**Zitierter Textauszug**

* * * *

Posthumer Umzug

Die Literaturwissenschaftlerin Sigrid Weigel rehabilitiert die Schriftstellerin Ingeborg Bachmann mit einer detailreichen Werkstudie als Intellektuelle  ■   Von Diemut Roether

Ich möchte das Briefgeheimnis wahren, aber ich möchte auch etwas hinterlassen“, schrieb Ingeborg Bachmann in ihrem 1972 erschienenen Roman „Malina“. Die Rede ist von Briefen, die versteckt werden müssen, damit sie nicht gelesen werden, und von einem weiblichen Ich, das Gefahr läuft, sich aus Versehen selbst zu verbrennen: „Ich muss aufpassen, dass ich mit dem Gesicht nicht auf die Herdplatte falle, mich selber verstümmle, verbrenne, denn Malina müsste sonst die Polizei und die Rettung anrufen, er müsste die Fahrlässigkeit eingestehen, ihm sei da eine Frau halb verbrannt.“

Als Ingeborg Bachmann ein Jahr später tatsächlich in Rom mit schweren Verbrennungen ins Krankenhaus eingeliefert wurde und drei Wochen darauf starb, fehlte es nicht an Nachrufen, die die „Feuer- und Todesbilder“ in Bachmanns Büchern als Todesahnung interpretierten. Unbekümmert wurde Bachmanns Leben fortan mit ihren Werken gleichgesetzt, das literarische Ich mit der Autorin identifiziert.

Ebenso ungeniert trachteten die begehrlichen Blicke der Bachmann-Forscher sofort auf die Briefe der Autorin. Sie werden in jenem Teil des Bachmann-Nachlasses vermutet, der nach wie vor für die Öffentlichkeit gesperrt ist. Trotz dieser Einschränkung gibt es „wohl kaum einen häufiger frequentierten Nachlass im Archiv der Gegenwartsliteratur“, schreibt die Germanistin Sigrid Weigel, deren kürzlich erschienene Bachmann-Monographie den Regalmetern Forschungsliteratur über die österreichische Autorin weitere 4,5 Zentimeter hinzufügt.

Dabei ist die Literaturwissenschaftlerin jedoch einen anderen Weg gegangen als die meisten Bachmannologen vor ihr. Dem Diskretionsgebot der Dichterin gehorchend, für die jeder Nachruf „zwangsläufig eine Indiskretion“ war, begab sie sich zu den Quellen – den Werken der Autorin. Weigel liefert keinen Klatsch, keine Gerüchte, keine neuen Anekdoten aus Bachmanns Leben. Es geht um Literatur pur: Text, Text und nochmals Text. Selbst mit biografischen Bezügen geht die Literaturwissenschaftlerin zurückhaltend um. Ihr Buch, das ausdrücklich keine Biografie sein will, nennt sie „Hinterlassenschaften unter Wahrung des Briefgeheimnisses“.

* * * *

**Datenabschnitt**

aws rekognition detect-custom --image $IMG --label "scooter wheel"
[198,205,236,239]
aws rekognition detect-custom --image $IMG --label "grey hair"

* * * *

**Aufgabenstellung**
A. Liste alles auf, was Weigel laut dem Satz „Weigel liefert keinen Klatsch …“ in der Rezension über Sigrid Weigels Bachmann-Buch nicht liefert.
B. Schreibe die Rezension über Sigrid Weigels Bachmann-Buch nach ihrem letzten Satz weiter.

**Lösungen je Aufgabe**
A.
- Klatsch
- Gerüchte
- neue Anekdoten aus Bachmanns Leben

B.
Mit ihrem puristischen Ansatz will die Literaturwissenschaftlerin dazu beitragen, Bachmann als Philosophin und Intellektuelle zu rehabilitieren und das öffentliche Bachmann-Bild vom Ballast der Mythen zu befreien, die sich um die gefeierte, tragische Dichterin, die Freundin berühmter Männer wie Paul Celan und Max Frisch, ranken. Natürlich kann sich die Akademikerin dabei manche Spitze nicht verkneifen – etwa gegen Max Frisch, der bekanntlich unter Bachmanns intellektueller Überlegenheit gelitten haben soll. Mit milder Ironie kommentiert Sigrid Weigel auch die patriarchalen Entdeckerlegenden, die einige Bachmann-Freunde später über sich und „das junge, höchst unvorteilhaft angezogene Mädchen“ verbreiteten.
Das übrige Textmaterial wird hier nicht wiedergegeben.